• Task statement: Pull out every line below holding the word "white".

• Data for this task:

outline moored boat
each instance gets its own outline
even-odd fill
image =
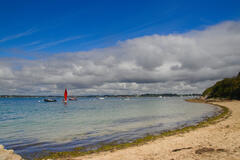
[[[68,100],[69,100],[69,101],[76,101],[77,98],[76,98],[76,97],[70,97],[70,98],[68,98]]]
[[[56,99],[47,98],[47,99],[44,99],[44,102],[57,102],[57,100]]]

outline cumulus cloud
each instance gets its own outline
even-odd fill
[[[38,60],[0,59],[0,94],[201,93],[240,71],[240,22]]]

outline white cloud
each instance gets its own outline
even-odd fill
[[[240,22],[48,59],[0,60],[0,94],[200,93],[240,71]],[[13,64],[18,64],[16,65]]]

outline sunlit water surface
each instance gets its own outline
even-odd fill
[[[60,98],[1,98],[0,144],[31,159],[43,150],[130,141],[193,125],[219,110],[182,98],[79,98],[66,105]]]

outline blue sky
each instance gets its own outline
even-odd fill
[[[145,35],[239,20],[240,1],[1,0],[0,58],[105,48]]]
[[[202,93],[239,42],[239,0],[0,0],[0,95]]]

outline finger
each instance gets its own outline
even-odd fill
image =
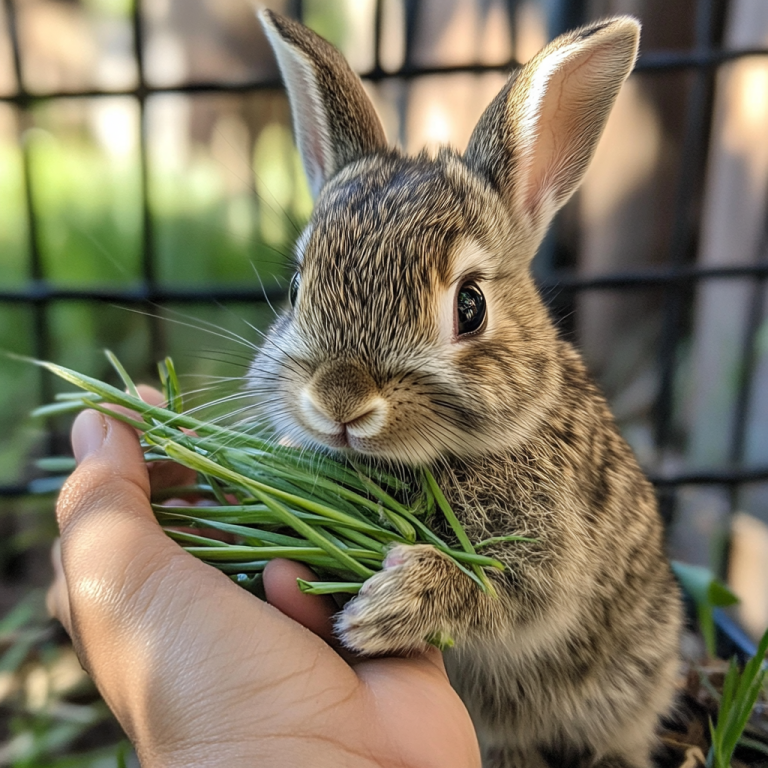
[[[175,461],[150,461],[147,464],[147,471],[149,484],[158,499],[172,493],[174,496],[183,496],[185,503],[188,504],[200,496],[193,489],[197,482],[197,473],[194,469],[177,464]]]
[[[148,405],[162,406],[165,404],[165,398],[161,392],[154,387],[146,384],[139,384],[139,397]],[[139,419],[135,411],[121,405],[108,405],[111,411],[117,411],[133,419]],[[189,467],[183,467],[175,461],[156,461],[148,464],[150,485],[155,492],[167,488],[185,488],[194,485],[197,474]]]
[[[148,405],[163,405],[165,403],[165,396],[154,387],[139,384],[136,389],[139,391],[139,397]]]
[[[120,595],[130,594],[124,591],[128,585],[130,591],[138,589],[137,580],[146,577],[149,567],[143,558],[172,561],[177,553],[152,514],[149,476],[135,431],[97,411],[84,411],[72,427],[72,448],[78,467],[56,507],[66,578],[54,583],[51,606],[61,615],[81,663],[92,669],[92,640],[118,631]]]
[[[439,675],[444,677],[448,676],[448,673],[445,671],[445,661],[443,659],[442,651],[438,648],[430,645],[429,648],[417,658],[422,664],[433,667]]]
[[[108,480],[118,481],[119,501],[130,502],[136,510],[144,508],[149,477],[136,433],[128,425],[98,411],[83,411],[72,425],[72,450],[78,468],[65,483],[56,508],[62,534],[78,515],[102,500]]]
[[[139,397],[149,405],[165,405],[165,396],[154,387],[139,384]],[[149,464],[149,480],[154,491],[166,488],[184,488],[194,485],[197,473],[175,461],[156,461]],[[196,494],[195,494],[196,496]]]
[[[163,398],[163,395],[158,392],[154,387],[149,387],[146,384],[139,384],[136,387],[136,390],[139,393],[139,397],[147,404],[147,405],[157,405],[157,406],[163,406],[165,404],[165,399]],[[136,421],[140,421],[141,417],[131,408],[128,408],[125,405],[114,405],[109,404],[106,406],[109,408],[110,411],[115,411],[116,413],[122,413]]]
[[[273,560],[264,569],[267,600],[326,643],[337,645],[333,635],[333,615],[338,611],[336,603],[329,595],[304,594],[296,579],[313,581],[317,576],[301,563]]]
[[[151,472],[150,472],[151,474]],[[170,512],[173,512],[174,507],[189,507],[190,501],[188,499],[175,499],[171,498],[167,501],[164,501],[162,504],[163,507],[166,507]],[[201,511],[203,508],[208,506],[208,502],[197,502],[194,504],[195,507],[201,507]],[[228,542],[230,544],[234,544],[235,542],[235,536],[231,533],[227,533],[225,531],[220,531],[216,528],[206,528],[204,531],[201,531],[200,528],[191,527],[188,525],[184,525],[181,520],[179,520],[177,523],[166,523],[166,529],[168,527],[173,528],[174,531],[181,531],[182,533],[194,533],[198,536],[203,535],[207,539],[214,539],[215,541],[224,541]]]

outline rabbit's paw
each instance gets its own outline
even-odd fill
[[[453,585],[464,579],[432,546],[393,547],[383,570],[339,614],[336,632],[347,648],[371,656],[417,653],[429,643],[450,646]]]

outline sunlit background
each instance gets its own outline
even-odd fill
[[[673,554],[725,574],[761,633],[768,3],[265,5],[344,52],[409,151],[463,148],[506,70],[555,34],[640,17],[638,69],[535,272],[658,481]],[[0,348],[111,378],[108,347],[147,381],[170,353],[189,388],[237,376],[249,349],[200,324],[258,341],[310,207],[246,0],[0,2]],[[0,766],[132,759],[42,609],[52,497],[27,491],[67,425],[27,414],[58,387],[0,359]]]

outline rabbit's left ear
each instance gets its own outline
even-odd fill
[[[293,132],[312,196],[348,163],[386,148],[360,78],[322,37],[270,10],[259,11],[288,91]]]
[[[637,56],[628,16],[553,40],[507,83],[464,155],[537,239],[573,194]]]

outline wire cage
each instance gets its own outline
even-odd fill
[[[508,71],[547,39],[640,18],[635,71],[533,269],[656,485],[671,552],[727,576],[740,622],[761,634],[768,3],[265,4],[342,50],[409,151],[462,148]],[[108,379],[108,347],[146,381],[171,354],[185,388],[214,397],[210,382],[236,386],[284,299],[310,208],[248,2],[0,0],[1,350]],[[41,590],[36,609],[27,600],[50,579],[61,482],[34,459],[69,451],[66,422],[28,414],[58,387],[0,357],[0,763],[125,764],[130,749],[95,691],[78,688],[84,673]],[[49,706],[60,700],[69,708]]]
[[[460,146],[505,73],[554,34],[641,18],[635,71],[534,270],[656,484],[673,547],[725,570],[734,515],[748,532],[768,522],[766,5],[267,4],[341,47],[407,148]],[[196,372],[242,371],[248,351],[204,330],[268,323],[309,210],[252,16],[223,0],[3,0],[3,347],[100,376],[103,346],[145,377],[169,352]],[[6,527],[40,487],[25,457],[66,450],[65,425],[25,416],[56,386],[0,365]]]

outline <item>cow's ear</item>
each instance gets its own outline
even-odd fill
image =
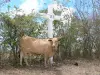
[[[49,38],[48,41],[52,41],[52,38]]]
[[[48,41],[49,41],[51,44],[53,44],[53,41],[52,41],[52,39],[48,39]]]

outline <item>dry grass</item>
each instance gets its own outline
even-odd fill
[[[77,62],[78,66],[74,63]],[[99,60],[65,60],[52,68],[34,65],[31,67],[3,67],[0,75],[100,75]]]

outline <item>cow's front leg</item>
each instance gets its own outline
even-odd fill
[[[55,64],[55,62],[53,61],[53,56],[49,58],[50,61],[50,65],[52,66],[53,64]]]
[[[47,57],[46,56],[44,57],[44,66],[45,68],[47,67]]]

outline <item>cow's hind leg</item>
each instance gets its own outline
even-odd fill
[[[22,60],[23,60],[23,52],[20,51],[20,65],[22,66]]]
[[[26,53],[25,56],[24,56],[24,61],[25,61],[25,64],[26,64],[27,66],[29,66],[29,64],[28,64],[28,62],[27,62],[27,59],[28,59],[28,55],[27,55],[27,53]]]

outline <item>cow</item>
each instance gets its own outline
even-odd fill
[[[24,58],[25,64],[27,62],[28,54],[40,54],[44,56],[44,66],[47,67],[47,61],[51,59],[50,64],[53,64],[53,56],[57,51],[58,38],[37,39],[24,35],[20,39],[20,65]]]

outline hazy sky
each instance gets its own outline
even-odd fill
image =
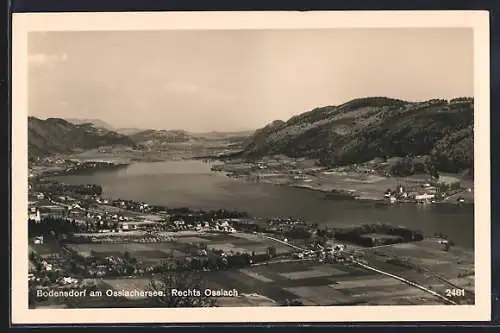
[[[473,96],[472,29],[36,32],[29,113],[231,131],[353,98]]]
* * *
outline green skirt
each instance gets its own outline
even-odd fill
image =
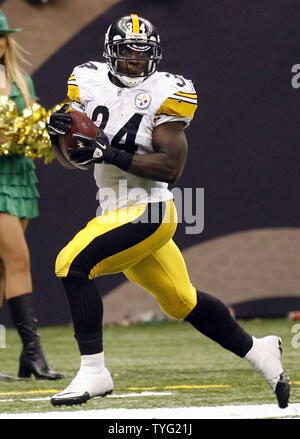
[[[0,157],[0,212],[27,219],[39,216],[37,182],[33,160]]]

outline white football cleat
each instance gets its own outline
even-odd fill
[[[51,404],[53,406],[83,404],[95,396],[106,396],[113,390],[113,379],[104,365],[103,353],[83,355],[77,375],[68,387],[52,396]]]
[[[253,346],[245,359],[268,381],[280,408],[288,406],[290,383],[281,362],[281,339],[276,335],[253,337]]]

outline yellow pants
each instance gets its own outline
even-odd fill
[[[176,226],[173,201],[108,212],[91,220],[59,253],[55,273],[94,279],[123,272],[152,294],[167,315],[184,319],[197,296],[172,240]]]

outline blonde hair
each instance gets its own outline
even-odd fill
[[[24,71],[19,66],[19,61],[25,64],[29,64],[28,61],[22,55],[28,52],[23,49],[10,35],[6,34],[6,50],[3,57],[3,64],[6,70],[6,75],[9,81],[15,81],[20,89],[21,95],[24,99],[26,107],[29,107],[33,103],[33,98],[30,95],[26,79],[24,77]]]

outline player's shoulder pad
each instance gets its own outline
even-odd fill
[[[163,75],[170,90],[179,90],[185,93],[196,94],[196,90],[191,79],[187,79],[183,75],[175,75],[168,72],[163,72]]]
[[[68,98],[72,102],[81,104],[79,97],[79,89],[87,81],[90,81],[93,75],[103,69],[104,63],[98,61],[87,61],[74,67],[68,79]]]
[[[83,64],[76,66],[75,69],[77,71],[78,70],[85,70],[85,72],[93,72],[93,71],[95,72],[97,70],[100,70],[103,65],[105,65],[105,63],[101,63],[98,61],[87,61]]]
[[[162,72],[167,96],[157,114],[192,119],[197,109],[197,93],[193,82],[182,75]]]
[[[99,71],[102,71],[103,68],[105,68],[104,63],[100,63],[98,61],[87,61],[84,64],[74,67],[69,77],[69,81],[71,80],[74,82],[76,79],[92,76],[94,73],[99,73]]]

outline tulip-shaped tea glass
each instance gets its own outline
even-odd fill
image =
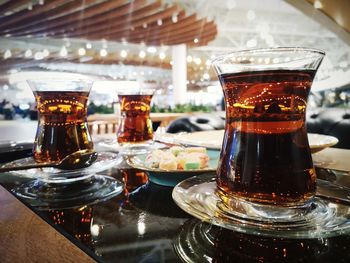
---
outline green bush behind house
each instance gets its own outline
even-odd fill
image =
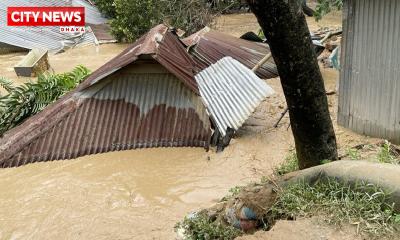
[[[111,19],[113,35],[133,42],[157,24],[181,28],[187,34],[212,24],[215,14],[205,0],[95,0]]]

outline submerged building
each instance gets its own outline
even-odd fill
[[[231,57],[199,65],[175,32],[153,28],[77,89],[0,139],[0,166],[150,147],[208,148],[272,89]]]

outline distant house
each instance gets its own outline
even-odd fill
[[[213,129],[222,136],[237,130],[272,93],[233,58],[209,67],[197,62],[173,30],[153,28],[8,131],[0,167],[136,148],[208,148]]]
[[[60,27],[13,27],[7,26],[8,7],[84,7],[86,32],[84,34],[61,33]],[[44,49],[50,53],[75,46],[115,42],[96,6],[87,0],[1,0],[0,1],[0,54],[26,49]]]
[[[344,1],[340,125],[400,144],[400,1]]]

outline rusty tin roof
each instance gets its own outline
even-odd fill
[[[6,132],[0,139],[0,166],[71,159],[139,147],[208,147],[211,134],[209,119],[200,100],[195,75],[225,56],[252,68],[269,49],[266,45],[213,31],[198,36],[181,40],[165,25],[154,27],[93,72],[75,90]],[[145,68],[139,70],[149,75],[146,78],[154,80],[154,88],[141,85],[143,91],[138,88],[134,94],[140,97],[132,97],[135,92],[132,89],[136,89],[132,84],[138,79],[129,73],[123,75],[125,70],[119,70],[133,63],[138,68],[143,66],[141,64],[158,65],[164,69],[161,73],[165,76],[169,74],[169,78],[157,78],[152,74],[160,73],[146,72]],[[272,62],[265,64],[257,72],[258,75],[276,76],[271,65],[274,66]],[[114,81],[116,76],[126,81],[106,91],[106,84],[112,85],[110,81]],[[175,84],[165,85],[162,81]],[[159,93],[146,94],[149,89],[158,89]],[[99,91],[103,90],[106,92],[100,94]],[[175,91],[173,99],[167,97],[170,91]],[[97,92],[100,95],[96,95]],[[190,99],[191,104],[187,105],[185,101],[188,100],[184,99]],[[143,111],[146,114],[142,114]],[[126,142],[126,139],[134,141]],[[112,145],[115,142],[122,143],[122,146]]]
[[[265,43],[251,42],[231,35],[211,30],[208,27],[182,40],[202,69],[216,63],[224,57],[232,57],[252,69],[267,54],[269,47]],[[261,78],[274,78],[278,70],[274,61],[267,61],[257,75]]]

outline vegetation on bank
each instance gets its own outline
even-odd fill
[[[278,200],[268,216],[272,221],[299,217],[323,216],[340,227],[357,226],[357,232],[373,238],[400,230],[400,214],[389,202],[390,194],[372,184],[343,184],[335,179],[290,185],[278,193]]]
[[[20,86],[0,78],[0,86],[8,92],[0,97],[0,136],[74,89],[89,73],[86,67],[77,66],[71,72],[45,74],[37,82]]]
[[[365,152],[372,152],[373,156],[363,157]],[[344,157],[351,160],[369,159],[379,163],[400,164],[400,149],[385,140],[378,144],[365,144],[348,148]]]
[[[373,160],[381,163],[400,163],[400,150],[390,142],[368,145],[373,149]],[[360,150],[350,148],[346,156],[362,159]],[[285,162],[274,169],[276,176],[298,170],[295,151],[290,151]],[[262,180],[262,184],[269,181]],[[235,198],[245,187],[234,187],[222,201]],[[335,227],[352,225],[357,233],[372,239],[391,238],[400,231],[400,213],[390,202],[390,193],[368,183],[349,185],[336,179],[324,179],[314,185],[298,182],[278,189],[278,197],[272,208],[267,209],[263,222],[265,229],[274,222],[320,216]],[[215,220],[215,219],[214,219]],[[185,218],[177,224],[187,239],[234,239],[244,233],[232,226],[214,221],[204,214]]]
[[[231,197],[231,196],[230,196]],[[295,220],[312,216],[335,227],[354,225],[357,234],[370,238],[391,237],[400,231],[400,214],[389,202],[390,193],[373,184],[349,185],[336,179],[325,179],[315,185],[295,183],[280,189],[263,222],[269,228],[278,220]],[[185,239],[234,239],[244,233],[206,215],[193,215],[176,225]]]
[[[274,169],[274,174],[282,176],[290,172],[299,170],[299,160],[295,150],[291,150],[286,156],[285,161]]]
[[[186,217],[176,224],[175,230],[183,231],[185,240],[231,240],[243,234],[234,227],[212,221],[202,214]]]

• Answer to this task:
outline white cloud
outline white football cleat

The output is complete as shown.